GIVEN INFORMATION -
- Opening Delimiter -

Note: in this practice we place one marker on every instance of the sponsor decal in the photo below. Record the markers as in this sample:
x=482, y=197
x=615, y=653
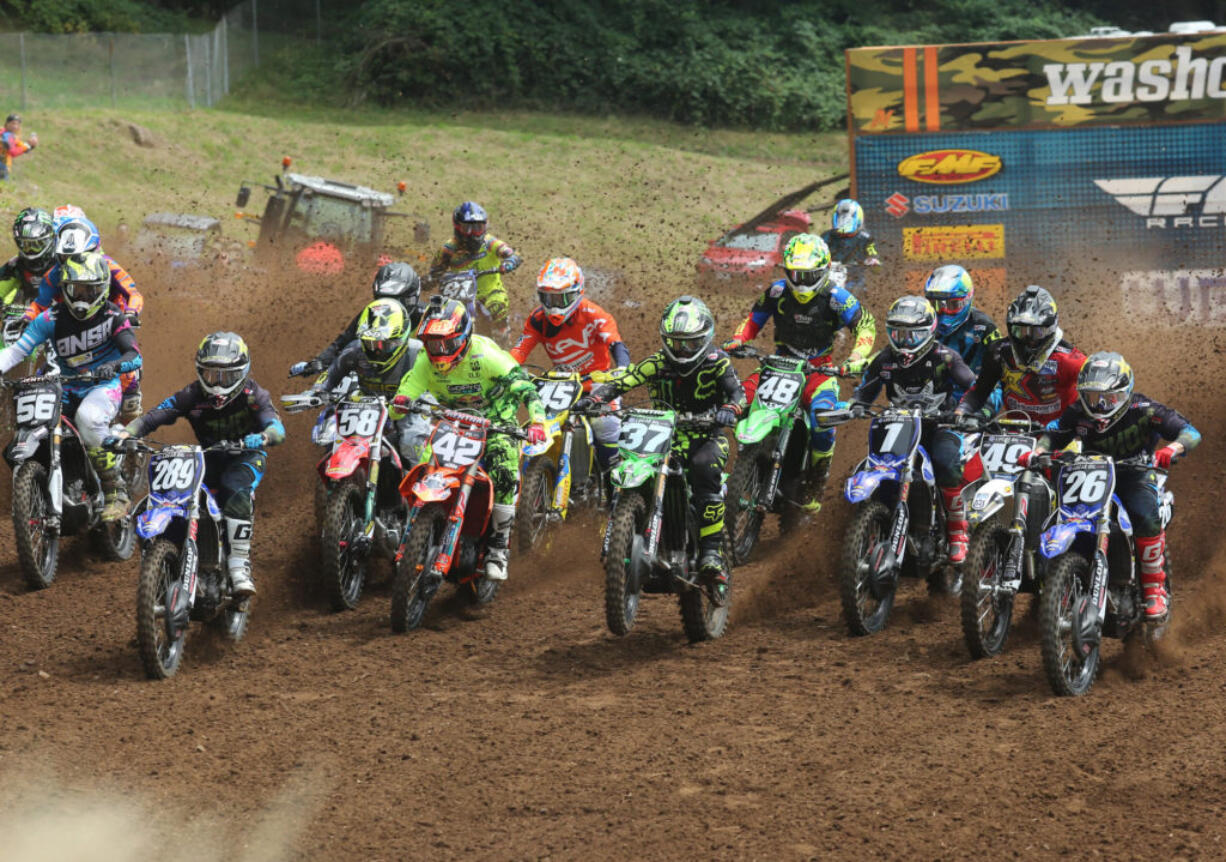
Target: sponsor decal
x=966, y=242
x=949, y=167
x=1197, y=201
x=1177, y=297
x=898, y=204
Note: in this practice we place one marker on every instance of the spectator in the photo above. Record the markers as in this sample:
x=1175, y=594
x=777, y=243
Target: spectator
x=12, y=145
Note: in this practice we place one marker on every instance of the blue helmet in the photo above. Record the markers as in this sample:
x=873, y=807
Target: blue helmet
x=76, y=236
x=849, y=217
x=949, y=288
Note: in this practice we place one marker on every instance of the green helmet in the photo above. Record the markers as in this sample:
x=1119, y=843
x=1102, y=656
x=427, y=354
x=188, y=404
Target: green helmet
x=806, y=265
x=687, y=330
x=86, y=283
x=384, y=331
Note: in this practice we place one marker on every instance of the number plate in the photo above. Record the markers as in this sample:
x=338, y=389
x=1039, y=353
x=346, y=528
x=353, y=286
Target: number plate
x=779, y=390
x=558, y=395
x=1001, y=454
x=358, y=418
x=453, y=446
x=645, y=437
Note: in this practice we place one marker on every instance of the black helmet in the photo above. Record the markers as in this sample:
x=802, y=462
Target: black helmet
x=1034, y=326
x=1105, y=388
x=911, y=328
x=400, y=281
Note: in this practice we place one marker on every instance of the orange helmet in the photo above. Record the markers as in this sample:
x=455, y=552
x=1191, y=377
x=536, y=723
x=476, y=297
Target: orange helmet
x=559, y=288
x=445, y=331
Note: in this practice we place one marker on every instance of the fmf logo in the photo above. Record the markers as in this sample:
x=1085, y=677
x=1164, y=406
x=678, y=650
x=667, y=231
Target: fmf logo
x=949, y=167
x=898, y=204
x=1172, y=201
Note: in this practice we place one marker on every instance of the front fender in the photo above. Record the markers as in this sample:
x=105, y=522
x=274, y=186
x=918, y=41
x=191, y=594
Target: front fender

- Closing Delimiter -

WORK INSTRUCTIONS - All entries above must be repeated exactly; pictures are to be left out.

OUTPUT BELOW -
Note: in this practice we place one marker on every instance of the sponsor decal in the photo below. Record the markers as in this sample:
x=482, y=197
x=615, y=653
Target: sponsor decal
x=966, y=242
x=949, y=167
x=1197, y=201
x=1177, y=297
x=898, y=204
Note: in this practice we place one marker on every instance of the spectator in the photo above. Record the markers as in this sample:
x=1175, y=594
x=777, y=243
Target: spectator
x=12, y=145
Note: in this practice we place one marker on every instance of the blue helmet in the photo above. Record the markers as in this sample:
x=873, y=807
Target: blue helmet
x=76, y=236
x=849, y=217
x=949, y=288
Note: in this practice we place one marker on every instance of the green helmet in the photo above. Record the markers as in this sample:
x=1119, y=843
x=1102, y=656
x=427, y=354
x=188, y=404
Target: green helmet
x=806, y=265
x=687, y=330
x=86, y=283
x=384, y=331
Note: in this practice we place one marker on every instance of the number plate in the photo above. Record the markers as in this sample:
x=338, y=389
x=1039, y=353
x=346, y=528
x=353, y=286
Target: number plate
x=779, y=390
x=558, y=395
x=1001, y=454
x=358, y=418
x=453, y=446
x=645, y=437
Note: in this practice we place one marker on every instance of the black helmet in the photo above. Record the markers as in this sample:
x=802, y=462
Target: black helmet
x=1034, y=326
x=1105, y=388
x=911, y=328
x=400, y=281
Note: in this practice we place one marker on every instance of the orange helmet in the photo above. Record the markers as in this sample:
x=455, y=552
x=1191, y=377
x=536, y=723
x=476, y=297
Target: orange helmet
x=559, y=288
x=445, y=331
Note: in this practice we place one marker on every instance of the fmf logo in the photo above. Record the markers as in this sample:
x=1085, y=677
x=1164, y=406
x=678, y=650
x=667, y=231
Target: fmf logo
x=949, y=167
x=898, y=204
x=1172, y=201
Note: in this practice we place one marker on every instance of the front fender in the photo above. Record the markers as in this sample:
x=105, y=522
x=274, y=186
x=918, y=41
x=191, y=594
Target: front fender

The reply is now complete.